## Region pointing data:
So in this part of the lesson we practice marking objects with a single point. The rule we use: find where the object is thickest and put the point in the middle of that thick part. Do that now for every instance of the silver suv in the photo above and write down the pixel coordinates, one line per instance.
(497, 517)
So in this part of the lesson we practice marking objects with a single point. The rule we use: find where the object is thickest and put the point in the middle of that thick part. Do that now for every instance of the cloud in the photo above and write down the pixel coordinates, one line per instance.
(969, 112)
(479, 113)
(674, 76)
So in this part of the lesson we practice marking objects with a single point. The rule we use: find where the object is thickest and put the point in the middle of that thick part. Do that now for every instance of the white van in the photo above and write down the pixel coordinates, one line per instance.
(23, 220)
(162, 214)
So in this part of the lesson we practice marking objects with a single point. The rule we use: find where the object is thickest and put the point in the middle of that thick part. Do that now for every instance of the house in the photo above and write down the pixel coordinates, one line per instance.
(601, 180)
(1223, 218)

## Exercise brief:
Nothing but the lines from the one holding "of the white" to the end of the entries should be returned, each exactly as it stands.

## Result of the exercise:
So in this part of the lesson we practice marking objects with a single point. The rule we use: find where the object is thickest and put the point in the middle of that thick part. Do that now for every instance of the white van in the photo above and write down the pixel coordinates, one line per instance.
(23, 220)
(162, 214)
So in this part of the lesson we practice marking objects with a single point. The rule we use: find where the object is thickest and put the point in the middle of that thick part. Do that now for every instance of the house in the photo above and write down the pixel coordinates, one line per instance.
(601, 180)
(1223, 218)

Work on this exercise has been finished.